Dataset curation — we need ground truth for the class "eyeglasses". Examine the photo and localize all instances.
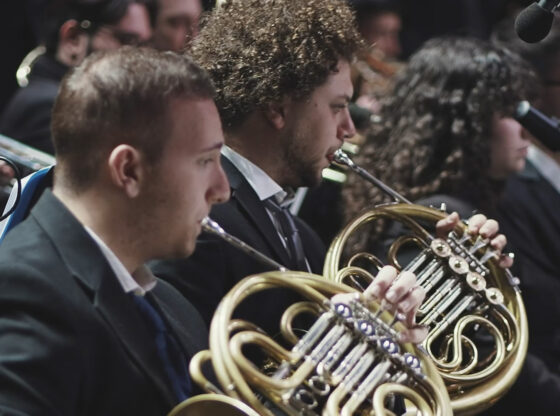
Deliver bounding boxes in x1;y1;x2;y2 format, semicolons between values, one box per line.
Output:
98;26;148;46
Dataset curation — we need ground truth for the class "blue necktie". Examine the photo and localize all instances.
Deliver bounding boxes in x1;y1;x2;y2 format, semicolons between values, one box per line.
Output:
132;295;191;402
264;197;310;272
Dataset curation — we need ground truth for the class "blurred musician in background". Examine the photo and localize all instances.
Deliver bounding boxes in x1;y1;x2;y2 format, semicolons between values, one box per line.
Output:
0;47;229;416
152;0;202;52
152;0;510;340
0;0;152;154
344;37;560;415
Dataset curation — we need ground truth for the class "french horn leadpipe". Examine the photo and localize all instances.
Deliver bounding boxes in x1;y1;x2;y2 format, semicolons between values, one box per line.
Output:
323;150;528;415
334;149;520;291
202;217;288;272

● ● ● ●

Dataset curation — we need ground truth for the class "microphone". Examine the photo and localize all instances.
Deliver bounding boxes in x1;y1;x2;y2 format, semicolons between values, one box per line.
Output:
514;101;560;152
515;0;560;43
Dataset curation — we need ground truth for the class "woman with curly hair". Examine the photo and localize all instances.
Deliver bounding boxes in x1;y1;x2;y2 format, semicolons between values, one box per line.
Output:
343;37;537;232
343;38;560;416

● ● ● ●

**TASK BRIEF:** Count the lines in the rows above that contain the string "instances", treating uppercase and lowercase as different. Reply with the number only.

**EXPECTED ANSWER:** 6